Problem description.
According to the portable cooler text below, into what two parts is the cooler divided when it is not completely filled?

Source document.
It is a further object of the invention to divide a portable cooler into main and secondary cool chambers, when the cooler is not completely filled.

Still another object of the invention is to minimize the volume of the main cool chamber, leaving minimal air around the contents thereof.

An additional object of the invention is to maximize the insulating value of a sheet of insulating material.

It is again an object of the invention to minimize the quantity of insulating material employed by arranging the same as efficiently as possible.

Yet another object of the invention is to provide a closed cell, organic foam insulation material.

Still another object of the invention is to provide air entrained polypropylene insulation material, polyurethane insulation material or a polyethylene material as an insulator.

It is an object of the invention to provide improved elements and arrangements thereof in an apparatus for the purposes described which is inexpensive, dependable and fully effective in accomplishing its intended purposes.

Given information.
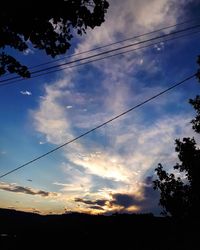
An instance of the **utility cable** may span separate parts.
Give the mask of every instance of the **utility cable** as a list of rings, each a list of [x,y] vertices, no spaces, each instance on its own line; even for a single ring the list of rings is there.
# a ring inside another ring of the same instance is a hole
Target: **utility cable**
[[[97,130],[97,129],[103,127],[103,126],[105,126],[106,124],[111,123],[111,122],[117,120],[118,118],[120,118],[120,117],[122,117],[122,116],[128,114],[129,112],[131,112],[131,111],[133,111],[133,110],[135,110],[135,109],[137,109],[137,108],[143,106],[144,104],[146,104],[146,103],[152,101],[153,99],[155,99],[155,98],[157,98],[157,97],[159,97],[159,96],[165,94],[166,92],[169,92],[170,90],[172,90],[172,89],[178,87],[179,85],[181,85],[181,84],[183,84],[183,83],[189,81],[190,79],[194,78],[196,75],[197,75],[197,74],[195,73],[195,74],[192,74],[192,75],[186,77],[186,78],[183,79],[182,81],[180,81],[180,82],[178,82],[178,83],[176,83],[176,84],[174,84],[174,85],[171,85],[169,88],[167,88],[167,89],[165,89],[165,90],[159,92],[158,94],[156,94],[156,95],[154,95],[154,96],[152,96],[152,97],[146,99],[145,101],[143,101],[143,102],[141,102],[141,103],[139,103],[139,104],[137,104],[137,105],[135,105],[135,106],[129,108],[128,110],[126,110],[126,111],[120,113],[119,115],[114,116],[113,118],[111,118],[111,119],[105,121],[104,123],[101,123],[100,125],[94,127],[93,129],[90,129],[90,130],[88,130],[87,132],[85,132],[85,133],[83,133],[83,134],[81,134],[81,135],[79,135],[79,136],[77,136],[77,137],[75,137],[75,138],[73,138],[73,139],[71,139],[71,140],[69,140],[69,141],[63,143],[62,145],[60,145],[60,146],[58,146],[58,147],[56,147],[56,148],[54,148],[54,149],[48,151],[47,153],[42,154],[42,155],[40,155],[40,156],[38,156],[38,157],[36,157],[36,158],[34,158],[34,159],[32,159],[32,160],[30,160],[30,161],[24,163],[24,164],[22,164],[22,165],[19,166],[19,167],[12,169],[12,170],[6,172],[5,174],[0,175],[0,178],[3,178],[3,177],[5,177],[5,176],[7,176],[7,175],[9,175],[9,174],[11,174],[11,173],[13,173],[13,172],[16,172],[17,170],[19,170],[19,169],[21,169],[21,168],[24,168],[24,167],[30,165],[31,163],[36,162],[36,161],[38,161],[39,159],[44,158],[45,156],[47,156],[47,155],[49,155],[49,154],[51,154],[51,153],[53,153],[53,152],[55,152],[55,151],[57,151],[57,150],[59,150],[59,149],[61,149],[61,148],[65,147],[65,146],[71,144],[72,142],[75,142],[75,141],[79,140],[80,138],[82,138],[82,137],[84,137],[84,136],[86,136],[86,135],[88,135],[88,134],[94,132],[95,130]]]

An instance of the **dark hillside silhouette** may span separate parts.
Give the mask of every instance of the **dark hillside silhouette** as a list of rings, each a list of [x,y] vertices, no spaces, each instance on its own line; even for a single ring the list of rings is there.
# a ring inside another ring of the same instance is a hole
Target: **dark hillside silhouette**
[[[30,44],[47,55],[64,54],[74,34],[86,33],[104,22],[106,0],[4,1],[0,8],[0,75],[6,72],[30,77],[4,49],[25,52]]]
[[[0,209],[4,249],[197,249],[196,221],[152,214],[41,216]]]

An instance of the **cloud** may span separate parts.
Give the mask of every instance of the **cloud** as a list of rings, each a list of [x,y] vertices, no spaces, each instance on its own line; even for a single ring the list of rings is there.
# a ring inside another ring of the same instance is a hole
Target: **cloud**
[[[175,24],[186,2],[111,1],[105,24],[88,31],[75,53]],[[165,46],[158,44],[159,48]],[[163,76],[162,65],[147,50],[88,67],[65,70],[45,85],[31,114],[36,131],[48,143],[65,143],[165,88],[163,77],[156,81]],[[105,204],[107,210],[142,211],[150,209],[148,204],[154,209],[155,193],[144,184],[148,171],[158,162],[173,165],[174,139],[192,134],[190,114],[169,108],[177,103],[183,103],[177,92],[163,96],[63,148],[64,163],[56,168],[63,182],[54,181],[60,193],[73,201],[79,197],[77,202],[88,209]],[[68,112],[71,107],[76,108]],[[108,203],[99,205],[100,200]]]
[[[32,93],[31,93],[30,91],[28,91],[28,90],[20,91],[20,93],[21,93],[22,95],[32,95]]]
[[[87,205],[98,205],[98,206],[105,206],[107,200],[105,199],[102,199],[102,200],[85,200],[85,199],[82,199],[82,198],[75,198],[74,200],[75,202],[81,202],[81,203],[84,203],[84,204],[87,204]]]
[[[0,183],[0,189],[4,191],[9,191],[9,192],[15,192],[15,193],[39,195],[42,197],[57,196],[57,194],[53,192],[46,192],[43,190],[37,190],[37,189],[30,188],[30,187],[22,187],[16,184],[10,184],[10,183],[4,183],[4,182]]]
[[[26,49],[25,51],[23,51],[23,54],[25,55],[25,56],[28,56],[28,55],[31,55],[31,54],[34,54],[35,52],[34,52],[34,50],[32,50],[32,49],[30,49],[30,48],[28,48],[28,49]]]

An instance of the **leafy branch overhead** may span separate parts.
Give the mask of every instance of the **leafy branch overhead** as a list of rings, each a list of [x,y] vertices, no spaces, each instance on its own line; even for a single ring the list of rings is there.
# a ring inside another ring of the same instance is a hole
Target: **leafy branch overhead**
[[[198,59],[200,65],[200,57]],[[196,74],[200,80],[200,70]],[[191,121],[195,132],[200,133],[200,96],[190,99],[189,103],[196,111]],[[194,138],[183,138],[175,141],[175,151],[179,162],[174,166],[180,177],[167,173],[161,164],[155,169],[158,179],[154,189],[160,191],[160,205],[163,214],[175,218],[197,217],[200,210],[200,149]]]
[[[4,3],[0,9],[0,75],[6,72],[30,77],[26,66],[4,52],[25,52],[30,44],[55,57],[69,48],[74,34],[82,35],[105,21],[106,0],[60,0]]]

* * *

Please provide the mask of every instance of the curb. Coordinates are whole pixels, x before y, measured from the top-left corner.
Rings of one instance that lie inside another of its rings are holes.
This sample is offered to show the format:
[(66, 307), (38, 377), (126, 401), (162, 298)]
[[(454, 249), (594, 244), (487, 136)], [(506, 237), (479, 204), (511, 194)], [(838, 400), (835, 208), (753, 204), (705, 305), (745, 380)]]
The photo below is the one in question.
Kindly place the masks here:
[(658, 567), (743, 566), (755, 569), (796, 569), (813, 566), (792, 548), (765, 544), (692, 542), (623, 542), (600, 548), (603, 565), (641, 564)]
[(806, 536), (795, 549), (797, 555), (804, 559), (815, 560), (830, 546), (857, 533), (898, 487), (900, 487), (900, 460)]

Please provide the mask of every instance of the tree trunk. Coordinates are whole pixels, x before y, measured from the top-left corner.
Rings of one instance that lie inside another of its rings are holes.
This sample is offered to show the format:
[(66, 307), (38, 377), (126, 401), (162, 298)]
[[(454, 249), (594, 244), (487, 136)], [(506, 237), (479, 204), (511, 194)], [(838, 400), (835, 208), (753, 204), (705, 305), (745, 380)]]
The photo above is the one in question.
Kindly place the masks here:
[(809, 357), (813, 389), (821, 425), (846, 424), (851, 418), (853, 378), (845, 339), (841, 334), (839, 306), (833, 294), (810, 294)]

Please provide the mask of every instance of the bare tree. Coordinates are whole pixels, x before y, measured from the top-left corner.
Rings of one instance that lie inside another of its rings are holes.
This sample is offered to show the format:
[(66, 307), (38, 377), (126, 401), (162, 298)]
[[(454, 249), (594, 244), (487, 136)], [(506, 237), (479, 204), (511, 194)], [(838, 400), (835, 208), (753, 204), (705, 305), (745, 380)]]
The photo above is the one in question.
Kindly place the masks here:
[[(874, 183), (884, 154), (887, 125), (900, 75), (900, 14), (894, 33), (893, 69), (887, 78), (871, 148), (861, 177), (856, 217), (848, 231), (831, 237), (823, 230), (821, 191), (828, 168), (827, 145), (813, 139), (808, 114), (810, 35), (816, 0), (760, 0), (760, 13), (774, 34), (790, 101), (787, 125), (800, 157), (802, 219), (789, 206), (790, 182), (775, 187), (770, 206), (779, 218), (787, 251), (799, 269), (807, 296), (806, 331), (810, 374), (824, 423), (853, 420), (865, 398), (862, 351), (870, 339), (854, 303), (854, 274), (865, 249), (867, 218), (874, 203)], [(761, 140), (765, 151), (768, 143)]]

...

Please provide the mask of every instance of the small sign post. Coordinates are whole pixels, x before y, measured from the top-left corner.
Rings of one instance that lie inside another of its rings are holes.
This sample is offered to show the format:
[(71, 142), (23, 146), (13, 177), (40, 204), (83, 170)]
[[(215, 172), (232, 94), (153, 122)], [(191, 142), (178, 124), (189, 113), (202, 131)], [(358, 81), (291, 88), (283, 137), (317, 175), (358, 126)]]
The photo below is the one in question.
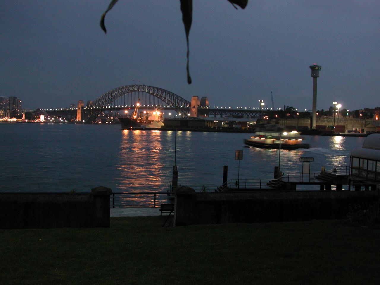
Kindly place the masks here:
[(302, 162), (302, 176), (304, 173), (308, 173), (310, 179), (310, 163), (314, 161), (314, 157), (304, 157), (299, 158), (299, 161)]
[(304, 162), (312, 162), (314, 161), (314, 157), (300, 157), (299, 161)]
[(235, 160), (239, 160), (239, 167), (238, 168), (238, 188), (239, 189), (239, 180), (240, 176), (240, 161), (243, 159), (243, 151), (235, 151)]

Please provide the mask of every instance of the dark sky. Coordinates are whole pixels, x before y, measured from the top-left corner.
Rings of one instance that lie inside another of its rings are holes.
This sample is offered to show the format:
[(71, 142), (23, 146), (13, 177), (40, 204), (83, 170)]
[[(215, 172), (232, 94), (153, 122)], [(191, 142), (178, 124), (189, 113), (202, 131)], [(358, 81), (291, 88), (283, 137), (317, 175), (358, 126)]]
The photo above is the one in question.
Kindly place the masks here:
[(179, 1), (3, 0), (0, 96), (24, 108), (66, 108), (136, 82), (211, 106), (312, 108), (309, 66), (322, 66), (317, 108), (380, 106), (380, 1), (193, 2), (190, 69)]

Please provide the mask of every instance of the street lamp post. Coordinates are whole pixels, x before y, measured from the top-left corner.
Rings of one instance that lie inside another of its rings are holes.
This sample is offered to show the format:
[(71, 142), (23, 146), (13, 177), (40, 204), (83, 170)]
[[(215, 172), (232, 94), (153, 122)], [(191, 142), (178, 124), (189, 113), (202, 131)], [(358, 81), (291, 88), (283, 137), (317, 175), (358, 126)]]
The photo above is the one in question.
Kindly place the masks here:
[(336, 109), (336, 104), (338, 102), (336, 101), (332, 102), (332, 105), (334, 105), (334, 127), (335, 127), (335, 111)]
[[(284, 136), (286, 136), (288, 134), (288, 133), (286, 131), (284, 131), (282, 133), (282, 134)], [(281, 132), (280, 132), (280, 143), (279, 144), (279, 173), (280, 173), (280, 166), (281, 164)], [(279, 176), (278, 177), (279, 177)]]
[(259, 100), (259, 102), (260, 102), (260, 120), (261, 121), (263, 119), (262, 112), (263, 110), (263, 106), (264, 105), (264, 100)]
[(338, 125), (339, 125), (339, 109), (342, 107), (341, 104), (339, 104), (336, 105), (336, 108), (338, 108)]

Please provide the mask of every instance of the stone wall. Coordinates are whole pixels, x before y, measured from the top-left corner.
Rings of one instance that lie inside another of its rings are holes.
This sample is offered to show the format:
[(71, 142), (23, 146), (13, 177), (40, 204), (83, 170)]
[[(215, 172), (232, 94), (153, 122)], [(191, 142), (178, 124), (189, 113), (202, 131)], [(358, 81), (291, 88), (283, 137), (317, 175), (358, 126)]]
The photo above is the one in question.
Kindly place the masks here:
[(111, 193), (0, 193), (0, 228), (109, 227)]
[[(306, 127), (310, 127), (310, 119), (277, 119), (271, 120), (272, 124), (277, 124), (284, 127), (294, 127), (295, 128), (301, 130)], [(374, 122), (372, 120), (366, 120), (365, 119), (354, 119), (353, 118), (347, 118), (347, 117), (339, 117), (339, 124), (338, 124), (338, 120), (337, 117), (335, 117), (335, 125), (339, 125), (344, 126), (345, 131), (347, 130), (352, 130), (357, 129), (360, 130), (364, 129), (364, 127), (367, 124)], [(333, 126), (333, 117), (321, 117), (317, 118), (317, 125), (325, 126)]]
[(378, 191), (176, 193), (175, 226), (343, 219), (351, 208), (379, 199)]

Result of the task.
A main cool chamber and a secondary cool chamber.